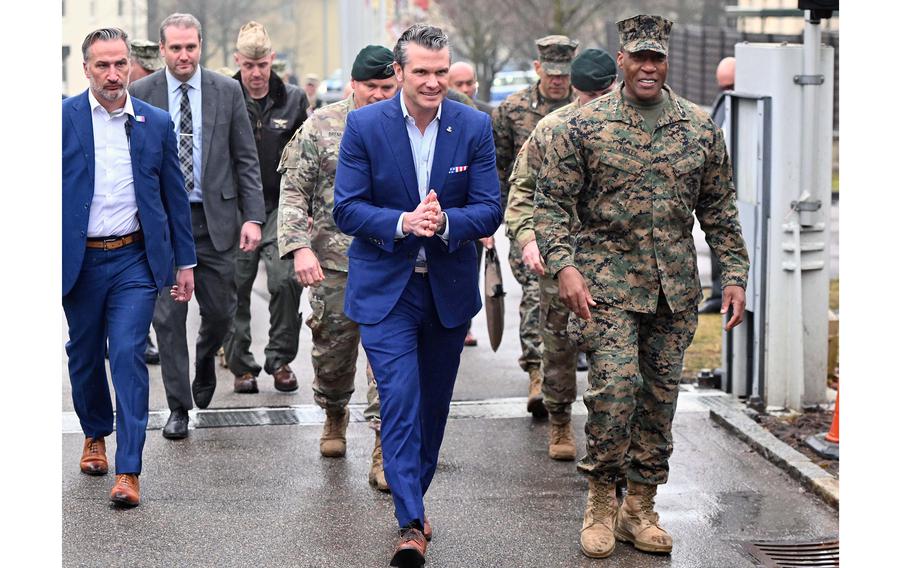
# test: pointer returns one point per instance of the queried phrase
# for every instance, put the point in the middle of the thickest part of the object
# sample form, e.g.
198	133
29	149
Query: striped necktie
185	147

■ ■ ■ ■ ■ ■ ■

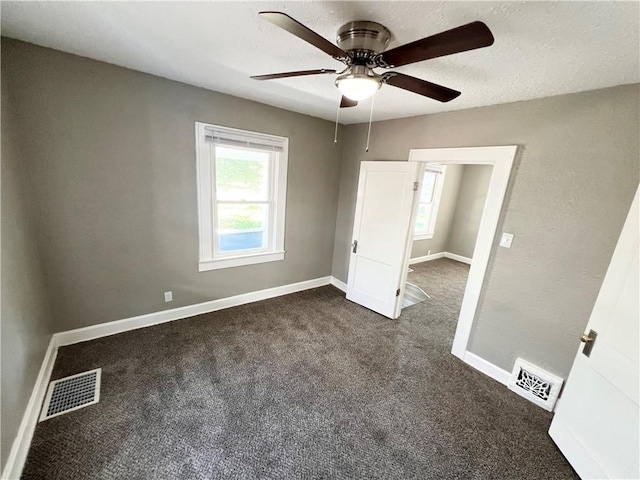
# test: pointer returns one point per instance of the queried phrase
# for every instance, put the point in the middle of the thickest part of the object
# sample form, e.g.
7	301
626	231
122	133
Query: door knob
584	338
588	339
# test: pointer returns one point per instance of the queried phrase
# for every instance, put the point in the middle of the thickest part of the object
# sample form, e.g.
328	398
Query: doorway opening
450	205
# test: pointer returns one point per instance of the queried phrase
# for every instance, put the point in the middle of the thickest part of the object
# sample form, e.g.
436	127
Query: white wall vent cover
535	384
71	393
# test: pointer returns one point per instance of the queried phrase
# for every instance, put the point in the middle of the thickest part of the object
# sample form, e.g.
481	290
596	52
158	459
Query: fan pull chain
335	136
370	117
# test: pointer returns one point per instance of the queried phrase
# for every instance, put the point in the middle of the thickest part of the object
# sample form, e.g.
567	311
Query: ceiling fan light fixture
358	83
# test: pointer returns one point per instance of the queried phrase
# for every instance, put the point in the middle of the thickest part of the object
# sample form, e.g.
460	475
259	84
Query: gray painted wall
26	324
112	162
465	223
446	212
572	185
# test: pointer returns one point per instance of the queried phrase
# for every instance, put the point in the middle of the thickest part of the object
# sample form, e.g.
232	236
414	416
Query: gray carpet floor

■ ■ ■ ■ ■ ■ ■

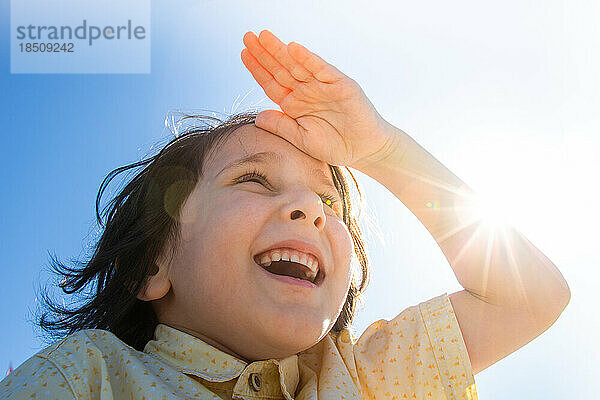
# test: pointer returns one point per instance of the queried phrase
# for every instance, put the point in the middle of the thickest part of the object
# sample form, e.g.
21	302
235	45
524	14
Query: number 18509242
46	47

■ ■ ■ ■ ■ ■ ■

§ **Try it**:
Look above for the line with "Query: white wall vent cover" and the line with "Query: gray carpet floor"; transcribe both and all lines in between, exactly, and nothing else.

§ **Exercise output**:
Query: white wall vent cover
535	384
71	393
# test: pointer returns one point per instance of the queried phrase
# for every instance, put the point in the middle of the thickest part of the object
# sample form, e.g.
481	290
596	52
158	459
Query: fan pull chain
335	136
370	117
# test: pointer returns one point per instance of the queried phrase
# for every instance, put the point in the middle of the thickest part of the object
# sample form, e.g.
567	311
Query: ceiling fan light fixture
358	83
# test: pointer returns one point per instance of the queried phrase
# for every instance, put the point in the middle of the thickest part of the object
# sample form, e.g.
460	475
259	84
Query: gray painted wall
26	324
112	162
465	223
446	212
572	185
# test: pointer returns one point per instance of the queried phrase
# for every instance, put the point in the middle of the thickest part of the object
# sample form, e.g.
232	236
414	416
Query: gray carpet floor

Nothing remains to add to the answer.